━━━━━ Текст для чтения ━━━━━

Природа АЦ и продуктивность Cu-цеолитных катализаторов зависит от типа исходного цеолита, отношений Cu/Al и Si/Al и условий синтеза, а также от условий проведения процесса прямого окисления метана. Редокс-свойства Cu-цеолита сильно влияют на активность и селективность [89]. Продемонстрировано [93], что при реакции CuFAU(3) с метаном в изотермическом режиме при 400°С и атмосферном давлении удается сохранять высокую производительность на уровне 88 мкмоль/г в течение многих циклов при неизменности температуры и давления. Повышение давления метана до 15 бар приводит к увеличению выхода метанола до 360 мкмоль/г – максимально достигнутой продуктивности Cu-цеолитов за один цикл (табл. 1, № 9). Этот результат представляет важный шаг в упрощении процесса и открывает новые возможности для разработки крупномасштабного производства.

Как было показано многочисленными исследованиями, ядерность центров, формирующихся при термической активации катализатора, меняется от моно- до полиядерных с преобладанием двуядерных [91]. Точная структура АЦ, образующихся при высокотемпературной обработке медьсодержащих цеолитов, все еще дебатируется. Получены убедительные доказательства, что наиболее активными являются биядерные комплексы меди [91], причем с использованием продвинутой спектральной техники точно установлена их структура: это биядерные комплексы меди транс-μ-1,2-пероксо-([${\text{Cu}}_{{\text{2}}}^{{{\text{II}}}}{{{\text{O}}}_{2}}$]2+) и моно-μ-оксо-([${\text{Cu}}_{{\text{2}}}^{{{\text{II}}}}{\text{O}}$]2+). В то же время анализ большого объема работ по Cu-цеолитам указывает, что, в зависимости от топологии цеолита, состава и условий активации, может образоваться разный набор Cu-центров [104]. Повидимому это положение справедливо и для Fe-цеолитов.

В связи со значительно меньшей прочностью С–Н-связей в метаноле по сравнению с метаном, для достижения высокой селективности необходимо ограничиваться низкой конверсией метана или стабилизировать метанол либо предшествующие ему металл-метоксильные интермедиаты от переокисления. С этой целью в стадийном процессе после высокотемпературной активации катализатора молекулярным кислородом катализатор освобождается от О2 перед контактом с метаном, а в непрерывном процессе отношение О2/СН4 поддерживается на минимальном уровне, и изыскиваются способы скорейшего удаления метанола из зоны реакции.

Пористые координационные полимеры (MOF)

━━━━━ Набор данных ━━━━━

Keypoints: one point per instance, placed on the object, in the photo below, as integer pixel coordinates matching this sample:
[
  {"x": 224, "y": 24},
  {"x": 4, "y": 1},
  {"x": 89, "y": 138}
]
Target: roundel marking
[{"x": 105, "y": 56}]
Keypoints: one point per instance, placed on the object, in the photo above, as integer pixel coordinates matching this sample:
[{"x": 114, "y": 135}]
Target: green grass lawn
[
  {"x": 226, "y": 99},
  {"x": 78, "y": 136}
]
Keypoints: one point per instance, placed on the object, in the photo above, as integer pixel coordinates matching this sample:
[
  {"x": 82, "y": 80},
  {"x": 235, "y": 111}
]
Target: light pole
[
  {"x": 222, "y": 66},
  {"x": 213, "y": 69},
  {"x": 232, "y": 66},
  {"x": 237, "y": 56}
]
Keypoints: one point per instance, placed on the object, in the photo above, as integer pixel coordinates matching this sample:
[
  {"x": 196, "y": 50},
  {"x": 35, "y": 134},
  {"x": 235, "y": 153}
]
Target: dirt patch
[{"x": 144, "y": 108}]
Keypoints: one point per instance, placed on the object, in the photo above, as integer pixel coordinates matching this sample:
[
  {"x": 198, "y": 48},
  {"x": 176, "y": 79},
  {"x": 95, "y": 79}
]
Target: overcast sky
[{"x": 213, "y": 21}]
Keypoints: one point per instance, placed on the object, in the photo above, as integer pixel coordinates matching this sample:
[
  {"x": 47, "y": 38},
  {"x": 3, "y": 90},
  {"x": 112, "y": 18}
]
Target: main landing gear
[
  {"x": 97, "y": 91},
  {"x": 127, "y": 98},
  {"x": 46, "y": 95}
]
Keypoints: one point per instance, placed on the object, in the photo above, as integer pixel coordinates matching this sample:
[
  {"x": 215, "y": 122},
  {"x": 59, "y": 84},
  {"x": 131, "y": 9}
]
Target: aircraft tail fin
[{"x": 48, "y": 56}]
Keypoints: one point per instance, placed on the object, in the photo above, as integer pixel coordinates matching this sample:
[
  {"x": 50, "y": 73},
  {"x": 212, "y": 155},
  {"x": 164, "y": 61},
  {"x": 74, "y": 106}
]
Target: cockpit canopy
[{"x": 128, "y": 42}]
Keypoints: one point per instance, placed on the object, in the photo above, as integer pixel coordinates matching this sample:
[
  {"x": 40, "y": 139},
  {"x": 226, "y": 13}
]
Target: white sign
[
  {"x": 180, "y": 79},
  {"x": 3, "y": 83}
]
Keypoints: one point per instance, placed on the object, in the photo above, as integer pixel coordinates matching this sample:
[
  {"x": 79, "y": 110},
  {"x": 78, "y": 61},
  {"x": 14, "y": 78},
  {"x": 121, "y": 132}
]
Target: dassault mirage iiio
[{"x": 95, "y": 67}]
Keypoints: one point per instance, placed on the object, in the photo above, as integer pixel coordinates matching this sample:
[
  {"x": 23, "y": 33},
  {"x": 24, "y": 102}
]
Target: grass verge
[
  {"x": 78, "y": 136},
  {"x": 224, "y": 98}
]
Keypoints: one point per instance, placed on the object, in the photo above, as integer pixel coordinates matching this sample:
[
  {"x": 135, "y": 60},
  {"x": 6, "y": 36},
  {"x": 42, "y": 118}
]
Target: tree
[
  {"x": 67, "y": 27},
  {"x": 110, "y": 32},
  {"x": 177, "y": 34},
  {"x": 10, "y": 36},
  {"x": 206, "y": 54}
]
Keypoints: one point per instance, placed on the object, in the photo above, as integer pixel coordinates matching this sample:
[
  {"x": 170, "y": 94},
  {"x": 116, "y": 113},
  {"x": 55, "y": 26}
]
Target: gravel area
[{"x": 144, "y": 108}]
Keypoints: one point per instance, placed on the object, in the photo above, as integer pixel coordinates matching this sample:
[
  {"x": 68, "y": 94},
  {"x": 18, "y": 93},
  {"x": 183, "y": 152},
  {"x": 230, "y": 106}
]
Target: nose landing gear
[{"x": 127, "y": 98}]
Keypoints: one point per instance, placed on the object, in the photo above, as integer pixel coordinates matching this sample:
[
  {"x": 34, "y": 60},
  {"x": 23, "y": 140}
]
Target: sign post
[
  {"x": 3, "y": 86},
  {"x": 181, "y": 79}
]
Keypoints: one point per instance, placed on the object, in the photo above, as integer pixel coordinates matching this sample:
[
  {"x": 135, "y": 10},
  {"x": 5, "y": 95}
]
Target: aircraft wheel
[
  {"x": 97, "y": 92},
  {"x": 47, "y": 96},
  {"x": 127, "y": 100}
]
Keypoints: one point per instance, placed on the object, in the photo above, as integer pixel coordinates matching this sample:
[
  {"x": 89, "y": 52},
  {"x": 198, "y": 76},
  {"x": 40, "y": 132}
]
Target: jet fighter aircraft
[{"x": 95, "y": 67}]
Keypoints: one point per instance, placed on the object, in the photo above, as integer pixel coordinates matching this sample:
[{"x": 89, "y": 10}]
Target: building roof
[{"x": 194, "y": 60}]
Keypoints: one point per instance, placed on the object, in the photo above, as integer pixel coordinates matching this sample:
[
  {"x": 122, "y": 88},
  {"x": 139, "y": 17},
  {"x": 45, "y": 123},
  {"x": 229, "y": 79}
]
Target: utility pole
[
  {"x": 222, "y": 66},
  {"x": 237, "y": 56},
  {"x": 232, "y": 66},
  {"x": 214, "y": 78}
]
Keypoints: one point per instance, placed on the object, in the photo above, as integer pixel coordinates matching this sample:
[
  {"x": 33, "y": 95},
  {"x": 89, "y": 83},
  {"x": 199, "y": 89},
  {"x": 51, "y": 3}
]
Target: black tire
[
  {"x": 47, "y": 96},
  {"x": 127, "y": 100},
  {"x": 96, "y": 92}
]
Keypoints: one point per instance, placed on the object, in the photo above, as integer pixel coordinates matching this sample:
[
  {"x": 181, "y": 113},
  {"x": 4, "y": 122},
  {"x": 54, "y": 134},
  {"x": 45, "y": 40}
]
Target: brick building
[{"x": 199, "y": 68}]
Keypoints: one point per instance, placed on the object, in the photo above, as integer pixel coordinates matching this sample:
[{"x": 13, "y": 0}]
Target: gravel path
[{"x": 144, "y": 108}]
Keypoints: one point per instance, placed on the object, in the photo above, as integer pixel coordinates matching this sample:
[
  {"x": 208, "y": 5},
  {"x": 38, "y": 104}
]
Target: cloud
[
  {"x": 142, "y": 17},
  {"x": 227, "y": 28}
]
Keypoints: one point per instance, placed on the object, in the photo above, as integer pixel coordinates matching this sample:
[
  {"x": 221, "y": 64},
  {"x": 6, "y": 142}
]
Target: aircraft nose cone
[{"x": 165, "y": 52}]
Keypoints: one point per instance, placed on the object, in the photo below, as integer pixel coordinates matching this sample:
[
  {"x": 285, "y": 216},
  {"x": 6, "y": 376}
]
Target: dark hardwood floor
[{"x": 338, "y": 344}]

━━━━━

_Задание 1_
Какого выхода метанола за один цикл удалось достичь, согласно тексту об окислении метана, при повышении давления метана до 15 бар?
_Задание 2_
Допишите следующую часть текста об окислении метана, начав сразу после заголовка «Пористые координационные полимеры (MOF)».

_Ответ 1_
До 360 мкмоль/г, максимальной продуктивности Cu-цеолитов за один цикл.

_Ответ 2_
Металл-органические каркасные катализаторы [105] или просто металл-органические каркасы (metal organic frameworks, MOF) позволяют довольно высокую степень синтетического контроля и поэтому являются идеальными материалами для моделирования АЦ ММО [106]. Подобно цеолитам, MOF – это синтетические пористые материалы, представляющие собой объемную сетку, в узлах (node) которой находятся катионы или кластеры металлов, связанные друг с другом многофункциональными органическими молекулами (linker) (рис. 5).

Рис. 5.

Структура MOF. Каждая пора характеризуется размером транспортного окна и объемом полости, соответствующей Ван-дер-ваальсовой сфере (справа).

Преимущества гибридных (органических/неорганических) MOF над чисто неорганическими цеолитами состоят в том, что они обеспечивают более определенное координационное окружение и электронную структуру комплекса металла и, таким образом, являются более перспективными объектами для моделирования АЦ ферментов, изучения механизма и достижения высокой активности в окислении метана [106]. Большинство MOF – это кристаллические твердые вещества с упорядоченной структурой, что позволяет характеризовать их методом РСА (изолированные кристаллы) или порошковой дифракционной техникой. MOF аккумулируют лучшие черты гомогенного и гетерогенного катализа. Периодическая структура пор и возможность контролировать их форму и размер, также как и индивидуальность функциональных групп в них, открывают возможность конструирования АЦ с характеристиками ферментов [105].

В ранних работах было продемонстрировано, что FeMOF-74, используемый для разделения легких углеводородов, содержит равномерно распределенные изолированные координационно ненасыщенные FeII-центры, которые катализируют окисление этана закисью азота при 75°С до этанола и ацетальдегида в соотношении 10 : 1 [107]. На основании спектроскопических исследований и DFT-расчетов был предложен механизм, включающий высокоспиновые интермедиаты FeII и FeIV=O. Описан первый пример изолированных димеров железа в MIL-53(Fe,Al), которые при реакции с пероксидом водорода образуют высокоспиновые FeIV=O-интермедиаты, способные гидроксилировать метан [94]. В работах [108, 109] проанализированы возможные механизмы окисления метана пероксидом водорода на MIL-53(Al,Fe) и MIL-100(Fe). Моноядерные центры в узлах MIL-100(Fe) превращают пропан в пропанол в реакции с N2O при 150°С. Получены доказательства, что активация легких алканов с участием этого катализатора протекает на высокоспиновых квадратно-пирамидальных центрах FeII (S = 2), расположенных в узлах MIL-100(Fe) [108].

Выбор MOF-808 с подходящей структурой и топологией и постсинтетическое введение в него имидазольных лигандов и затем CuI в присутствии O2 позволили получить биомиметический катализатор, который показал высокую селективность в окислении метана в метанол при 150°С с использованием закиси азота (табл. 1, № 11). На основании спектроскопии и расчетов DFT предложен бис-μ-оксо-Cu2-центр в качестве наиболее вероятного АЦ катализатора [95].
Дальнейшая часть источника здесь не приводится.